# START OF Entries supplied
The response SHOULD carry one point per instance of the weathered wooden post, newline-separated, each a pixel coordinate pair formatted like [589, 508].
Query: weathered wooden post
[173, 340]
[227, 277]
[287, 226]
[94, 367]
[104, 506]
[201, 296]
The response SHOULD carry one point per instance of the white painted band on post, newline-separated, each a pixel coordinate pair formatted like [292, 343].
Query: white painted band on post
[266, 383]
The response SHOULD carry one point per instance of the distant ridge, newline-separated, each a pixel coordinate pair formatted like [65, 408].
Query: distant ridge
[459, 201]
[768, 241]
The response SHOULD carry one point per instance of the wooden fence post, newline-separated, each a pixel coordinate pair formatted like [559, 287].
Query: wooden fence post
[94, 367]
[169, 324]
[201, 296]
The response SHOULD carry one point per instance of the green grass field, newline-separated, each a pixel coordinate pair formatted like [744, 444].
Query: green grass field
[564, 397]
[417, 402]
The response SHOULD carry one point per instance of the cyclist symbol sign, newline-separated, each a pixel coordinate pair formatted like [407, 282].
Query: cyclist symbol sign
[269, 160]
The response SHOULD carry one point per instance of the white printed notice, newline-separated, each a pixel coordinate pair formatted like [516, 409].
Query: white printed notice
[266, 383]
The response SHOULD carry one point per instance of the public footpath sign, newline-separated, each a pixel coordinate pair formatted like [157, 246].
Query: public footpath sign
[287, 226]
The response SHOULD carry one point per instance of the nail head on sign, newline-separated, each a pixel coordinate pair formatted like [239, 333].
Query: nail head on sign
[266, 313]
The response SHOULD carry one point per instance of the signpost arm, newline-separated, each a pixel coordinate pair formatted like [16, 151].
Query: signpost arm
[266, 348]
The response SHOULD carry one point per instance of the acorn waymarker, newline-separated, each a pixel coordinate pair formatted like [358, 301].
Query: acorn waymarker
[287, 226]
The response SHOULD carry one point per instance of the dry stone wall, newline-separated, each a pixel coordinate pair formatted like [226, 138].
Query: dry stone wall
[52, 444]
# END OF Entries supplied
Reproduce the records above exactly as they appear.

The response SHOULD carry one point per instance of the weathered wooden post, newline-separated, each a pixel coordinate pair formatted like [589, 508].
Query: weathered wooden post
[173, 340]
[227, 277]
[287, 226]
[94, 367]
[104, 506]
[201, 296]
The response SHOULD carry one point per instance of the white painted band on post, newline-separated, each a pixel coordinate pair formatted like [292, 343].
Query: white painted band on post
[266, 383]
The response SHOULD carry one point per instance of the distant ridge, newline-separated, each a pixel coordinate pair formatted like [65, 408].
Query: distant ridge
[459, 201]
[768, 241]
The response SHOULD carry one point per instance of the wooden fence post, newline-separated, each a pixel coordinate pair formatted like [559, 287].
Query: wooden fence post
[94, 367]
[169, 324]
[201, 296]
The response SHOULD carry one point per instance of the green grass field, newline-separated, each a pixel coordinate pair formatted like [744, 444].
Query: green grass field
[564, 397]
[417, 402]
The response SHOULD carry one point per instance of the cyclist symbol sign, newline-separated, each a pixel coordinate pair formatted like [407, 282].
Query: cyclist symbol sign
[269, 160]
The response SHOULD carry one point per instance of the white printed notice, newline-separated, each a pixel coordinate pair formatted like [516, 409].
Query: white printed notice
[266, 383]
The response SHOULD carry one point per instance of the public footpath sign, newline-separated, each a pixel coordinate pair formatted like [157, 246].
Query: public footpath sign
[287, 226]
The response SHOULD carry one point per instance of the nail head on sign, newline-separated, each a pixel coordinate pair formatted like [239, 333].
Query: nail head on sign
[266, 313]
The response SHOULD carry one point per instance of the signpost arm, newline-separated, each a pixel coordinate pair formatted like [16, 151].
Query: signpost arm
[266, 348]
The response SHOULD carry one point per instance of the acorn waymarker, newline-separated, each a pixel coordinate pair formatted like [358, 301].
Query: acorn waymarker
[287, 226]
The response SHOULD carry one point per instance of the dry stone wall, newline-separated, each a pixel coordinate pair formatted like [226, 138].
Query: dry stone wall
[52, 444]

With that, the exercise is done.